# What you need to do
Each line of the material holding the word "tree" must be identified and copied.
-=-=-
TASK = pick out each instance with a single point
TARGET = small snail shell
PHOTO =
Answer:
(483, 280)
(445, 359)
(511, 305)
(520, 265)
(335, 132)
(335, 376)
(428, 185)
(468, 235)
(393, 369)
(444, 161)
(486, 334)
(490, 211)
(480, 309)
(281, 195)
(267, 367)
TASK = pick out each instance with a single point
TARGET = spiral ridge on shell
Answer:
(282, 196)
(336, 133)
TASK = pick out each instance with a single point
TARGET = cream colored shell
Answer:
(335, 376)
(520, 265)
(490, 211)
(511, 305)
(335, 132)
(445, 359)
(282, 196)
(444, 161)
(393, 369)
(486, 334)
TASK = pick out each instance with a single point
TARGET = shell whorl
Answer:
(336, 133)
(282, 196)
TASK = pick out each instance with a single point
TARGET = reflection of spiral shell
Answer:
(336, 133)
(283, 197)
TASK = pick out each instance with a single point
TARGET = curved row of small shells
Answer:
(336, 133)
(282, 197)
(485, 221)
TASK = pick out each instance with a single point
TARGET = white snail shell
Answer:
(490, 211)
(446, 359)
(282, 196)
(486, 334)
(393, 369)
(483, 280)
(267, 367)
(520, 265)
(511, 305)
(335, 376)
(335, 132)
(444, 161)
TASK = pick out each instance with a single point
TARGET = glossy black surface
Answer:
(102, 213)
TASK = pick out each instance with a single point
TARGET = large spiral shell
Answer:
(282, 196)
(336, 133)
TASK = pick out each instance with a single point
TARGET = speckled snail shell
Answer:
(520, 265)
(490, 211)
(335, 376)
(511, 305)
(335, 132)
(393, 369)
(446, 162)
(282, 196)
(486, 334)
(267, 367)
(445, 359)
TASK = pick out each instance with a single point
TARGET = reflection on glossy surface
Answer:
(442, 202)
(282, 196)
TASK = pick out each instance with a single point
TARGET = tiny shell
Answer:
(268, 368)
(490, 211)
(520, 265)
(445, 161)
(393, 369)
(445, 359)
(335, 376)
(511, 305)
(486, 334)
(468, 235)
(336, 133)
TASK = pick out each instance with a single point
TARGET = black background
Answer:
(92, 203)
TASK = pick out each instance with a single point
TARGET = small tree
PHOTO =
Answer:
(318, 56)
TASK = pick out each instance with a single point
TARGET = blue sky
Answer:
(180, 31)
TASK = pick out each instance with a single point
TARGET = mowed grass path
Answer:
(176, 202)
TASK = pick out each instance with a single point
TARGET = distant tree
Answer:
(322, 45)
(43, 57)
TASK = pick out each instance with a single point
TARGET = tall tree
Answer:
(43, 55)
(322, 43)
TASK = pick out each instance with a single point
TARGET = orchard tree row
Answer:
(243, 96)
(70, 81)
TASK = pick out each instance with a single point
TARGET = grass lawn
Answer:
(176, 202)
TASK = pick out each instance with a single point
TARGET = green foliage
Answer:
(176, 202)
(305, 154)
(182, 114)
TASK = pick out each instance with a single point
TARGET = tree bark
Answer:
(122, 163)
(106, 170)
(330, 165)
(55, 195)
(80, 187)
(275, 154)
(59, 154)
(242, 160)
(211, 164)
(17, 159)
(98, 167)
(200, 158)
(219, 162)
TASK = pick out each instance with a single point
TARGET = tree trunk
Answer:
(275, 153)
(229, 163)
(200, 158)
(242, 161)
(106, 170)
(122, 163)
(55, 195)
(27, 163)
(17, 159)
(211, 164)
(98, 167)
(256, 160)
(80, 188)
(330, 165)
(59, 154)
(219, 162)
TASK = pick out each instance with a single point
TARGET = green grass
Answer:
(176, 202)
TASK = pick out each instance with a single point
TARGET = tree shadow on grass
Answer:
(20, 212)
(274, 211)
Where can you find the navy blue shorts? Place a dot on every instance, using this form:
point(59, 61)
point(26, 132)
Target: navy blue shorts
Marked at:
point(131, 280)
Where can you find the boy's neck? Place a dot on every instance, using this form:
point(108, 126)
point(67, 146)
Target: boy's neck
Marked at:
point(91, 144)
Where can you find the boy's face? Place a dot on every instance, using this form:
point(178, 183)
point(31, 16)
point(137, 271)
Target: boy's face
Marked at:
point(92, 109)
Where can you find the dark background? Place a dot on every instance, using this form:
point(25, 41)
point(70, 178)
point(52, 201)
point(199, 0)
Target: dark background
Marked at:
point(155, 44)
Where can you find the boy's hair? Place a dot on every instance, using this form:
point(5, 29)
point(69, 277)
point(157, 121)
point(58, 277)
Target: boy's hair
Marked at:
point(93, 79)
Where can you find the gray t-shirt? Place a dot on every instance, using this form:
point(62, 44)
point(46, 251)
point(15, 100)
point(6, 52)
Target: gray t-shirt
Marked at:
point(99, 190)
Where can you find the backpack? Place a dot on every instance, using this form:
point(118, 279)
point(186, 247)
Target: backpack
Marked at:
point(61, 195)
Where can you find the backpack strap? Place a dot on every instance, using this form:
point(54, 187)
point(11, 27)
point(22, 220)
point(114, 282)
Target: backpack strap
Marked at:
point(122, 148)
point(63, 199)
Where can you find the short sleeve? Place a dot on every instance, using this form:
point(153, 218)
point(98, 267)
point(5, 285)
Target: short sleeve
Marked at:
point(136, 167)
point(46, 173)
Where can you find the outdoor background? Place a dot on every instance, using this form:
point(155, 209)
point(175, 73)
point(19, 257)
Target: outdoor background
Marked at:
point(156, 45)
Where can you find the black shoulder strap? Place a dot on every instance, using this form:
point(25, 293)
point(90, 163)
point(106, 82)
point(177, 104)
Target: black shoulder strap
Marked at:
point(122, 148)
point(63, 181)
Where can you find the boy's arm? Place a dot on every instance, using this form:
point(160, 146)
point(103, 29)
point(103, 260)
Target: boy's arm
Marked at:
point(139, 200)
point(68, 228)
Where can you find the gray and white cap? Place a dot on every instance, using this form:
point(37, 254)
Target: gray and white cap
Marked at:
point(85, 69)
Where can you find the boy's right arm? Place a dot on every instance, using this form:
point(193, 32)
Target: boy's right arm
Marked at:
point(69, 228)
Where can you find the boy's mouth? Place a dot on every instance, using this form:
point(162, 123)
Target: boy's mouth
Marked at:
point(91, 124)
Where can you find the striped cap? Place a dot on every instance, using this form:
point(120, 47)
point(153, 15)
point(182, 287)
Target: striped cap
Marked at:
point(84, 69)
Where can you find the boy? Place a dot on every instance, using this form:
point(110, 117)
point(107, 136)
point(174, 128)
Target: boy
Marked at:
-=-=-
# Written answer
TARGET = small tree
TARGET = distant tree
TARGET = tall tree
TARGET = orchard tree row
TARGET = tree bark
TARGET = tree trunk
TARGET = tree shadow on grass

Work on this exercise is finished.